* _Text excerpt_:
::::

I plan to brew a Pale Ale recipe tonight that I've made previously on a couple of occasions. I've got it fairly dialed in at this point, however, I would really like the beer to have a smoother/creamier mouthfeel. In the past, I've used Carapils for body and head retention, but am thinking about replacing the Carapils with either Flaked Wheat or Flaked Oats to achieve the mouthfeel I'm looking for. I'm not concerned with any haze that might result with using either, but plan to use no more than 5% of whichever I chose. I've also heard of Flaked Barley being used as well. For those of you that have used these in a Pale Ale/IPA, do you have a preference and why? Thanks in advance for your thoughts!
In my experience, flaked oats at best are foam retention neutral, but often are foam retention negative. I assume it's because of fats/oils in the oats.
Thanks Vike, so in your opinion would you use them in conjunction with a little carapils or just go for the flaked wheat, which I've heard doesn't give you quite the same mouthfeel, but offers more by way of body/head retention.
I am looking to do the same for my pale. Listening to a podcast with the Carton Brewing Co he mentioned using wheat at 10% do give it more body. I am going to try that. I assume he means just wheat and not flaked wheat. Curious to know what you decide to use and how it worked out.
Below is what Augie Carton posted in another BA thread concerning the grain bill for Carton Boat beer: “boats bill is mostly 2 row with some flaked wheat and a touch of acidulated” Cheers!
Whenever I use a small amount of Victory (4-6oz), it seems to provide a surprising amount of body and foam.
Door County Brewing made a PA with Flaked Oats. And it turned out delicious! I will def. be doing one of these in the near future.
For any who are curious, I've decided to mash higher than I normally do 154 instead of 152 and will be using Flaked Wheat (4%) and Carapils (3%). I also plan on going with a yeast that is known to produce a bigger mouthfeel but not a lot of residual sweetness, Wyeast 1450. Will report back at a later time to comment on how all of these factors impact the final mouthfeel.

::::

* _Work instructions_:
[1] In the pale ale brewing thread, what mash temperature did the original poster settle on?
[2] From the pale ale brewing thread, pull out word for word the passage that begins with the words containing "Thanks Vike, so" and ends with "body and foam.".

Collected data

::::

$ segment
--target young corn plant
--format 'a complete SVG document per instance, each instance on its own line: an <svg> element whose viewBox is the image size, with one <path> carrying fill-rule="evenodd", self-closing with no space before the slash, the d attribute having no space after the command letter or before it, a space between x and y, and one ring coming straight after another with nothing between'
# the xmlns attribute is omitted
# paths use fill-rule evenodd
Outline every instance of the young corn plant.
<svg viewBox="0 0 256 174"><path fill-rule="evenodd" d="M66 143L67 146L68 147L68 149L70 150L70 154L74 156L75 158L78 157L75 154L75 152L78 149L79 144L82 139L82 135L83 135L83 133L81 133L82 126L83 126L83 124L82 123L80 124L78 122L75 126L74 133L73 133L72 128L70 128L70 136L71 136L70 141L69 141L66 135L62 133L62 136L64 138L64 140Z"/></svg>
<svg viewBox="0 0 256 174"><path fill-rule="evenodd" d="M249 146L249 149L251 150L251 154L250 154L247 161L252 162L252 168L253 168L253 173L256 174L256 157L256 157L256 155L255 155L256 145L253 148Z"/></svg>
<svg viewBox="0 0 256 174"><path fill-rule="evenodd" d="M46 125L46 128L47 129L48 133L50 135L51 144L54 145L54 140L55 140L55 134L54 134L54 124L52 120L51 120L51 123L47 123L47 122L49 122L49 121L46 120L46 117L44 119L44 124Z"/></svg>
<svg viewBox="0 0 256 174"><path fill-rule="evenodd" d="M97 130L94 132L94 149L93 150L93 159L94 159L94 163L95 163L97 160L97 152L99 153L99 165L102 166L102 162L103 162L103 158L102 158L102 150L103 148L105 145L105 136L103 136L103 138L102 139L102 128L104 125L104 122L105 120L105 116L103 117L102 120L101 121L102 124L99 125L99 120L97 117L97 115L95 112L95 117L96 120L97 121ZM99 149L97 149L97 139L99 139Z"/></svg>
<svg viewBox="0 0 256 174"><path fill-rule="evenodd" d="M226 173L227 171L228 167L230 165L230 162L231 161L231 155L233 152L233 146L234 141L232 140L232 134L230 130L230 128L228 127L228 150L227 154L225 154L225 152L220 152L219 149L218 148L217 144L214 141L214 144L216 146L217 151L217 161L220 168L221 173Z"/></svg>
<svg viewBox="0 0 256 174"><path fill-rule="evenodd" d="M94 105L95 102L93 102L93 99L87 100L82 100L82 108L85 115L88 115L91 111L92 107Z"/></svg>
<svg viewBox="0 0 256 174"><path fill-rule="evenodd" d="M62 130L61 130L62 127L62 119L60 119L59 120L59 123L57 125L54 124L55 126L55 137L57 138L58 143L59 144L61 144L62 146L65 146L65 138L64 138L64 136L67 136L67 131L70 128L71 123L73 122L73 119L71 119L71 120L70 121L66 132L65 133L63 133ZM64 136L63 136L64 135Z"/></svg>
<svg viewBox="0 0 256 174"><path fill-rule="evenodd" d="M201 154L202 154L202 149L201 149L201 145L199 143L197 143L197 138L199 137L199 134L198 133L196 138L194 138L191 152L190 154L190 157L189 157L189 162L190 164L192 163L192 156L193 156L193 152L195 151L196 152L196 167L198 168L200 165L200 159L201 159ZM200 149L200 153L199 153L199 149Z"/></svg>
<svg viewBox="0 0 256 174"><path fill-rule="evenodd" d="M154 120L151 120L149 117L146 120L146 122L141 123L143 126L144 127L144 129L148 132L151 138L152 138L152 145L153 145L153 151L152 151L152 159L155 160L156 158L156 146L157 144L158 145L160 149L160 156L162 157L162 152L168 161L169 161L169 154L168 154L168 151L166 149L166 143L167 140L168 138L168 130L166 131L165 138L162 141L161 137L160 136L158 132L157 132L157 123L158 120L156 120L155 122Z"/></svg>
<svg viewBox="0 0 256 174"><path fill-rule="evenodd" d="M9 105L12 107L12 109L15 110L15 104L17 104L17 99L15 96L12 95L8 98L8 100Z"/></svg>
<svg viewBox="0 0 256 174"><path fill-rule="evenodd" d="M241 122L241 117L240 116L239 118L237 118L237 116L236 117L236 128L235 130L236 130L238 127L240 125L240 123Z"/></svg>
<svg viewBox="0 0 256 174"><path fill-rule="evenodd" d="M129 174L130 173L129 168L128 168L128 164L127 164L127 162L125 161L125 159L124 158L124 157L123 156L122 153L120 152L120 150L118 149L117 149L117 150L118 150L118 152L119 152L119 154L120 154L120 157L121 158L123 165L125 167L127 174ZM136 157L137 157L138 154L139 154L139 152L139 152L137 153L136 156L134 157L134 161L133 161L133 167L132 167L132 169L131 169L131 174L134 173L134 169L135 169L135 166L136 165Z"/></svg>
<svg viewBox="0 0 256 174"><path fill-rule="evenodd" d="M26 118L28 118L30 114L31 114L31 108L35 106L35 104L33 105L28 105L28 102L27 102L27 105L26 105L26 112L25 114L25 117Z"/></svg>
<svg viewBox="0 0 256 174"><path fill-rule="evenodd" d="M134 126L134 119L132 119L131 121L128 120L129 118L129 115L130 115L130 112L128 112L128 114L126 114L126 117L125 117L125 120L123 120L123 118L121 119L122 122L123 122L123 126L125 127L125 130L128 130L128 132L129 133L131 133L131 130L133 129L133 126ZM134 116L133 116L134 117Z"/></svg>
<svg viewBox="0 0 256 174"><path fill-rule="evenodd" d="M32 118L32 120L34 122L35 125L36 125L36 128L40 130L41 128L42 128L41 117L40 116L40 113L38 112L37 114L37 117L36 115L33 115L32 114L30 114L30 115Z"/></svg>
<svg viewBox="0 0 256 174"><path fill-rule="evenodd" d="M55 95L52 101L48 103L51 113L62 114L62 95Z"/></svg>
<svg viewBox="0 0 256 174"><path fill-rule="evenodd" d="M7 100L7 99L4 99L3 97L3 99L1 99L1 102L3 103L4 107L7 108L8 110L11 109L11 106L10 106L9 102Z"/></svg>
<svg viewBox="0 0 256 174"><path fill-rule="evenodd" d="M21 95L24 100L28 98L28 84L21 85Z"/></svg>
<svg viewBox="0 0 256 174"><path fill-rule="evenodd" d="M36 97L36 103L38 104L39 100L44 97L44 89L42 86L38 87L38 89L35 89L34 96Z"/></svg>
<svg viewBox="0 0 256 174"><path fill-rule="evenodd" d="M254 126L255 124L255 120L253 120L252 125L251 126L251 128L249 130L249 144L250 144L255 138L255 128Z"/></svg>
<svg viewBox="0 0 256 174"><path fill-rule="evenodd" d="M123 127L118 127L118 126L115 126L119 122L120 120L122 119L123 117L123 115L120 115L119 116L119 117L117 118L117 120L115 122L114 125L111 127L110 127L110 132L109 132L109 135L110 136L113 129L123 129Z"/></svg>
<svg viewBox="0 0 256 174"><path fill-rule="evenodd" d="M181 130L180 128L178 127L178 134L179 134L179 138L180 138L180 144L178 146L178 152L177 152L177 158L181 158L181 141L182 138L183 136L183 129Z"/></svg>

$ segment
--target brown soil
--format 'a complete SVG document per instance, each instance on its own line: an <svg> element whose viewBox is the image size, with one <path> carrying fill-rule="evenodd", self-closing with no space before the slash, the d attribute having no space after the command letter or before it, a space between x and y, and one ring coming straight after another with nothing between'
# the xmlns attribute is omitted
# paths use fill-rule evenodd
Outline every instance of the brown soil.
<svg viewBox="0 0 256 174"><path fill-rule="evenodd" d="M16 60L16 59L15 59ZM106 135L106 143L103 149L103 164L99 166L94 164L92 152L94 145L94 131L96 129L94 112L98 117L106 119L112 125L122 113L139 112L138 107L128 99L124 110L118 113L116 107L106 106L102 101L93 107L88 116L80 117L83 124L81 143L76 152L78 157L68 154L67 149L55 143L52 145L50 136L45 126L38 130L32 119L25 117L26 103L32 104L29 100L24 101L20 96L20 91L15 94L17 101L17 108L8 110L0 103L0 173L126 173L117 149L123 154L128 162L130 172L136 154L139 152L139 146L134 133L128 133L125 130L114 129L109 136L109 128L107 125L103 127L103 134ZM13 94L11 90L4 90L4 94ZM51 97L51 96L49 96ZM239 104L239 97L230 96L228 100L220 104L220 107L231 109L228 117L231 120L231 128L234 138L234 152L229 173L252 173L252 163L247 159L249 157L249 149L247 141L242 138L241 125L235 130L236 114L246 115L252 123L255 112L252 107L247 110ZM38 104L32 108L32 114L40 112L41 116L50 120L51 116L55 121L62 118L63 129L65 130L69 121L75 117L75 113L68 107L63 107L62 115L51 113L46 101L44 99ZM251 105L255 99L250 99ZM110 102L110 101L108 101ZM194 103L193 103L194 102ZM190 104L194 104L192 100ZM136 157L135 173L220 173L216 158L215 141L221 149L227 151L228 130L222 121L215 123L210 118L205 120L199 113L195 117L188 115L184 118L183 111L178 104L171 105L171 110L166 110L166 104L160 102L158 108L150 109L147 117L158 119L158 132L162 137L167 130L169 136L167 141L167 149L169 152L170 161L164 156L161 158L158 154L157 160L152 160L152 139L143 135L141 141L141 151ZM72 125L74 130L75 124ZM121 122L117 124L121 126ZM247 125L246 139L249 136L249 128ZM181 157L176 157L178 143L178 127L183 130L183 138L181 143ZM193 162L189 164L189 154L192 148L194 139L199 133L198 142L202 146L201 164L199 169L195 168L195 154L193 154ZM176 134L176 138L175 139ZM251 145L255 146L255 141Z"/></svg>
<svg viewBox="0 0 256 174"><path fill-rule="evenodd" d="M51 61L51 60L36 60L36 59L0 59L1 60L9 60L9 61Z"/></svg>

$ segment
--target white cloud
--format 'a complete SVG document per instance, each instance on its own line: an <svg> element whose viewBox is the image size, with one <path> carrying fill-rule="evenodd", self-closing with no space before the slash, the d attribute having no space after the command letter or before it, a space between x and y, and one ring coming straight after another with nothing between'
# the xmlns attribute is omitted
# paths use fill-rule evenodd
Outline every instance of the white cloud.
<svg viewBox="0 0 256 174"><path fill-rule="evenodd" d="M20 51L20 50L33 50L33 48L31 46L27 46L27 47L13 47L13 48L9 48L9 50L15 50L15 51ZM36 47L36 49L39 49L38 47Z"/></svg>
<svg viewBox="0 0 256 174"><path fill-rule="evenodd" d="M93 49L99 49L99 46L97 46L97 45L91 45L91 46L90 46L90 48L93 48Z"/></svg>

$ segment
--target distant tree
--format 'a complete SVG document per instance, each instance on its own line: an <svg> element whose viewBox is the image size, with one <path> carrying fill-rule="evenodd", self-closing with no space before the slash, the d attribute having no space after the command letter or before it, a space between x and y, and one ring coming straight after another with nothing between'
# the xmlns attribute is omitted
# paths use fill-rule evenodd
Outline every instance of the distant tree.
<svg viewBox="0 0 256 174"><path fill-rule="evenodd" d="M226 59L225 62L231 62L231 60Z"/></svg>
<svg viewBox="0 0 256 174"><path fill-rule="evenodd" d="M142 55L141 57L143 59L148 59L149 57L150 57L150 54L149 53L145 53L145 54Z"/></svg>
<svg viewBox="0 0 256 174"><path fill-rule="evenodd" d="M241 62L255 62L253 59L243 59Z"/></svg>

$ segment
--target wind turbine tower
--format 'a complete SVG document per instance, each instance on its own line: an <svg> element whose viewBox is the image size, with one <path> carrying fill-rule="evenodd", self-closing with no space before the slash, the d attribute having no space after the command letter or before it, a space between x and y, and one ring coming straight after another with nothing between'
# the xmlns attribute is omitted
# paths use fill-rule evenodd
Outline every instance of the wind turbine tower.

::::

* _Solutions_:
[1] 154, instead of the usual 152.

[2]
Thanks Vike, so in your opinion would you use them in conjunction with a little carapils or just go for the flaked wheat, which I've heard doesn't give you quite the same mouthfeel, but offers more by way of body/head retention.
I am looking to do the same for my pale. Listening to a podcast with the Carton Brewing Co he mentioned using wheat at 10% do give it more body. I am going to try that. I assume he means just wheat and not flaked wheat. Curious to know what you decide to use and how it worked out.
Below is what Augie Carton posted in another BA thread concerning the grain bill for Carton Boat beer: “boats bill is mostly 2 row with some flaked wheat and a touch of acidulated” Cheers!
Whenever I use a small amount of Victory (4-6oz), it seems to provide a surprising amount of body and foam.